Passage:
begin

YAHYA SARKI gives a close up on the life and fate of a mass of children from within Kebbi State and beyond who were given away by their parents to acquire Islamic education under subhuman conditions in Argungu, Kebbi State.
here is an army of out of the school children in Kebbi, better known as almajiris, who loiter the streets, houses restaurants, parks, fuel stations and even brothels begging for food and cash. As tender as some of these children are, they walk the streets daily, begging or hawking irrespective of the enormous danger they daily face while on the road. It also touches the heart to often see some of these children serving as guides to their physically handicapped parents or relatives who use them for begging.
Statistics obtained from UNICEF indicates that Kebbi in 2012, had 69 per cent of its children, out of the school (primary). These children according to the world body, stand the risk facing educational deprivation, insecurity or lack of protection against abuse, hard labour and above all, their rights and survival are threatened. The Kebbi State commissioner of Education, Alhaji Mahammadu Magawata Aliero in an interaction with newsmen in Birnin Kebbi in one of his inspection visits to schools in the state, lamented that about 498,000 children are out of school in Kebbi. ‘’We understand that Kebbi State is very very backward in education. We have 498,000 out-of-school children because within the age bracket of six to 18 in Kebbi State only 901,605 are in school, so about 498,000 are out of school.
Investigation carried out by our correspondent on the issue of out of the school children or the almajiris who roam the streets begging revealed that over 90 per cent of the children who engage in begging or ‘almajiranci’ do so under the guise of schooling for Islamic knowledge otherwise known as ‘ Quranic recitation/memorisation as mandated by their parents who hand them over to malams, (Islamic teachers) as their caretakers, who to take them far away from their homes without any proper or particular arrangements for their feeding and accommodation. It follows therefore that a large chunk of the the begging children are hadly natives of the area they operate; rather they come from faraway villages, local government areas, neighbouring states like Sokoto, Zamfara, Kaduna and neighboring countries like Niger Republic. The environment where these children sleep is often filthy and congested with very poor toilet facilities. In a particular Islamic school in Argungu where the children study and sleep, the school which serves as their shelter accommodate over 400 children, and between 40 to 50 of them sleep in a single room. A number of these children spoken to by our correspondent in Argungu local government of Kebbi State shared the experiences of how they left their homes in faraway places and handed to Malams; how they parade the streets begging; how they engage in domestic work in pittance for their efforts. They narrated how street begging/hawking crushed both their ambition of going to school or becoming what they dream of in life.

end

Complete the following:
a) In the article, how many children does the Kebbi State commissioner of Education say are out of school in Kebbi?
b) Update the article from "YAHYA SARKI gives" up to and including "Argungu, Kebbi State." so that "Islamic education" reads "Quranic education".

Data lines:
begin

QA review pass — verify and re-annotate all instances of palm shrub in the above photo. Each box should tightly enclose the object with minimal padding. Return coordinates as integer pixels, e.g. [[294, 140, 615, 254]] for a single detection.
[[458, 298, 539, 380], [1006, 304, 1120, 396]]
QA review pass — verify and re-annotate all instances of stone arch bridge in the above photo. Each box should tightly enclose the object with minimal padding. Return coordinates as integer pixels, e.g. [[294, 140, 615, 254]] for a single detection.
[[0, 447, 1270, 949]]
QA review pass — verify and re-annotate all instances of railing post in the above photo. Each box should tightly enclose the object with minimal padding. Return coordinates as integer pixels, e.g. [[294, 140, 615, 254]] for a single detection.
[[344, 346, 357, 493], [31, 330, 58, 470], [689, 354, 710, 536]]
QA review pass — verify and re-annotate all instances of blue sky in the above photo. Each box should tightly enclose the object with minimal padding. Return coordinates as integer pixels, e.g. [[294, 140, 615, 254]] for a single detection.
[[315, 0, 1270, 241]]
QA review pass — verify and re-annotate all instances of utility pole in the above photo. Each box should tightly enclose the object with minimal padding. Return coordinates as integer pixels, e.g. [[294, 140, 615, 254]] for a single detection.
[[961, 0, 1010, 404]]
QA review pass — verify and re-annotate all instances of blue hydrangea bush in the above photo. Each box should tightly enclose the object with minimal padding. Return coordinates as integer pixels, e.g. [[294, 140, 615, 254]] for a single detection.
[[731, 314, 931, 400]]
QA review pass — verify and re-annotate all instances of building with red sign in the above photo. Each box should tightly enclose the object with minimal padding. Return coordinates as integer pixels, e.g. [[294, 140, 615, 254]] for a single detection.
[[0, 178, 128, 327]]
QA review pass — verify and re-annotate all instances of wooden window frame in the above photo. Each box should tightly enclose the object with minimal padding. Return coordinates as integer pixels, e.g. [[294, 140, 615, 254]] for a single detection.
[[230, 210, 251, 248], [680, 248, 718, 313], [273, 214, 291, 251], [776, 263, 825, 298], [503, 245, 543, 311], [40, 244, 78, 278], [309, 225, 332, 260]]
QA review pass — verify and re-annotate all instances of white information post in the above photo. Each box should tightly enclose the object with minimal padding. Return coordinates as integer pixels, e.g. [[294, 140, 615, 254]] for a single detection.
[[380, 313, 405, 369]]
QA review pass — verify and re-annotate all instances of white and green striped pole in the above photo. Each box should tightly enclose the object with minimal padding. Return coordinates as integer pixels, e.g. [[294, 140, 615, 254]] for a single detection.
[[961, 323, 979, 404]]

end

Response list:
a) About 498,000 children.

b)
YAHYA SARKI gives a close up on the life and fate of a mass of children from within Kebbi State and beyond who were given away by their parents to acquire Quranic education under subhuman conditions in Argungu, Kebbi State.